> **TEXT PROVIDED**

%%

Morgan Stanley’s Sheets Says Get Ready for Higher Real Yields
(Bloomberg) -- Brace for fresh waves of stock volatility as the world’s biggest bond market adjusts to a post-pandemic era.
Morgan Stanley says 10-year inflation-adjusted U.S. yields -- a big valuation driver for risk assets around the globe -- could jump more than 50 basis points to pre-Covid levels as the economic upturn spurs Federal Reserve rate hikes.
All that means the new-year market backlash against expensive stocks that boomed in the low-rate era threatens to continue in earnest.
“There’s still unfinished business in the market,” Morgan Stanley’s chief cross-asset strategist Andrew Sheets said in an interview. “As monetary policy is shifting, it’s too early to think that the interest rate move is done, or that it’s all priced in. There’s still a lot of room for real yields to move higher.”
This year has kicked off with a wild stock rotation as investors bailed on expensive companies with the tech-heavy Nasdaq 100 dropping 4.5% in the first week. Ten-year real yields reached minus 0.77%, the highest level since April.
Sheets reckons 10-year real rates could reach minus 0.3% in 2022 from minus 0.83% currently. While that’s historically low, it threatens fresh pain for investors in rate-sensitive investing strategies.
“We think that would fall more heavily on growth relative to value. We also think that it would be consistent with a lower overall market multiple,” Sheets said.
Some on Wall Street including JPMorgan Chase & Co.’s Marko Kolanovic have called the market reaction to higher rate expectations “overdone.” But for Sheets, the game-changer is the hawkish Fed minutes in December that opened the door to tightening measures that weren’t on the market’s radar -- suggesting the likes of developing-nation stocks are set to underperform anew.
“There’s a shift in inflation tolerance from the Fed, there could be a shift in the reaction function too,” Sheets said.
For many, Sheets’ warning stands out in a market that’s already priced in three and potentially four rate increases this year -- with dip buyers in growth equities in fighting form.
Benchmark 10-year yields fell in the wake of the reading on consumer prices Wednesday. The report was broadly in line with expectations showing inflation reached 7%, the fastest pace in about four decades. Interest rate futures continued to reflect an 88% probability of a quarter-point rate hike in March.
“We have a below consensus forecast for the S&P. That forecast isn’t because we’re bearish on earnings, it’s because we think the multiple on the S&P will fall as real rates go up,” Sheets concluded.

%%

> **REQUIRED ACTION 1**
Please repeat the article on real yields word for word from "Benchmark 10-year yields" to "hike in March.".
> **REQUIRED ACTION 2**
According to the article on real yields, what level does Sheets think 10-year real rates could reach in 2022?

(Saved data entries)
%%

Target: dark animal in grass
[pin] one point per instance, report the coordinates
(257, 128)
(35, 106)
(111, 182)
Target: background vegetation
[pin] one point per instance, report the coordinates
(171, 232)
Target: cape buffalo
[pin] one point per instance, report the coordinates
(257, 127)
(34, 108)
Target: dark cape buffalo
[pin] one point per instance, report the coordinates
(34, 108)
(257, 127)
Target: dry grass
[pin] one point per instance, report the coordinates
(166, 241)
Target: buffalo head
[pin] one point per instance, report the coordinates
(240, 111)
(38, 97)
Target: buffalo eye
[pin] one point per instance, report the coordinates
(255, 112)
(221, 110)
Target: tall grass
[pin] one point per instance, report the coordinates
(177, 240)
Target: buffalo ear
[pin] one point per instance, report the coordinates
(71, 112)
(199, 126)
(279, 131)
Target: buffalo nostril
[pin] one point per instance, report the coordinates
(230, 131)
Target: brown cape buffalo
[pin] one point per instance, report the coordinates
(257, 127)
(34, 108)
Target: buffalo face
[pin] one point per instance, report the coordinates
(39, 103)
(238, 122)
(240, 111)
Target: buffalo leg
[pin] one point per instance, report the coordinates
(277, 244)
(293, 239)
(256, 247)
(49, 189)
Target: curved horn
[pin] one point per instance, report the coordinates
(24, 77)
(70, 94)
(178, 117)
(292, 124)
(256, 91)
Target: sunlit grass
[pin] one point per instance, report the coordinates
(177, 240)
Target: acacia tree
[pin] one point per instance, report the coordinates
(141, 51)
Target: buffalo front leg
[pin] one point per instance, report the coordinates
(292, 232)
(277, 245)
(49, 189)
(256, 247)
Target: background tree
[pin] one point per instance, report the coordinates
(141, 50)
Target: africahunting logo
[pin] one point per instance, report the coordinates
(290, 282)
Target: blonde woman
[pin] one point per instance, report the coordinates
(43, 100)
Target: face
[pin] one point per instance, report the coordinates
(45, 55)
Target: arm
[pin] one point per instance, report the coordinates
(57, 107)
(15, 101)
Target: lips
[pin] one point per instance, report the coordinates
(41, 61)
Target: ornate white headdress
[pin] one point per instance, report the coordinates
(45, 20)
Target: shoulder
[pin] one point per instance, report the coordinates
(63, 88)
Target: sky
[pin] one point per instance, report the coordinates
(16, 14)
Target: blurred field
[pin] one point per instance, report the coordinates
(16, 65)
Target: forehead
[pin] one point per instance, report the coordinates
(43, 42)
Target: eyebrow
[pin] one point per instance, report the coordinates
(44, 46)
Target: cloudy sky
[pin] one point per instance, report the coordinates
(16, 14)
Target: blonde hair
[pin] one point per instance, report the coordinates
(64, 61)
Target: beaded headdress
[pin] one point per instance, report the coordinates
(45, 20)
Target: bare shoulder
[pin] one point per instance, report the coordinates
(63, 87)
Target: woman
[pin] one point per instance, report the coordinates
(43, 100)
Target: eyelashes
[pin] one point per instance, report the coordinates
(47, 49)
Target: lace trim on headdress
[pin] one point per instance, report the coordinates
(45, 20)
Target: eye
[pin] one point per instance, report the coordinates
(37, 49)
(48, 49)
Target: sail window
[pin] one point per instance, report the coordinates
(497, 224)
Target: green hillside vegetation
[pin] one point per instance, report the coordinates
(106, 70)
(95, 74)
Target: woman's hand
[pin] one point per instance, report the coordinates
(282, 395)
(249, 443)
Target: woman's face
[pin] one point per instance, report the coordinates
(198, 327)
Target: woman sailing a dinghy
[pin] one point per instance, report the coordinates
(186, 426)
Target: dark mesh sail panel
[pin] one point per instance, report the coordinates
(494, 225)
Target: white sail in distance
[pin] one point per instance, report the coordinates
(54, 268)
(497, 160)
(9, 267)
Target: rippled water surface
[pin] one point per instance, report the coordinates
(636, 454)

%%

> **OUTPUT 1**
Benchmark 10-year yields fell in the wake of the reading on consumer prices Wednesday. The report was broadly in line with expectations showing inflation reached 7%, the fastest pace in about four decades. Interest rate futures continued to reflect an 88% probability of a quarter-point rate hike in March.

> **OUTPUT 2**
Minus 0.3%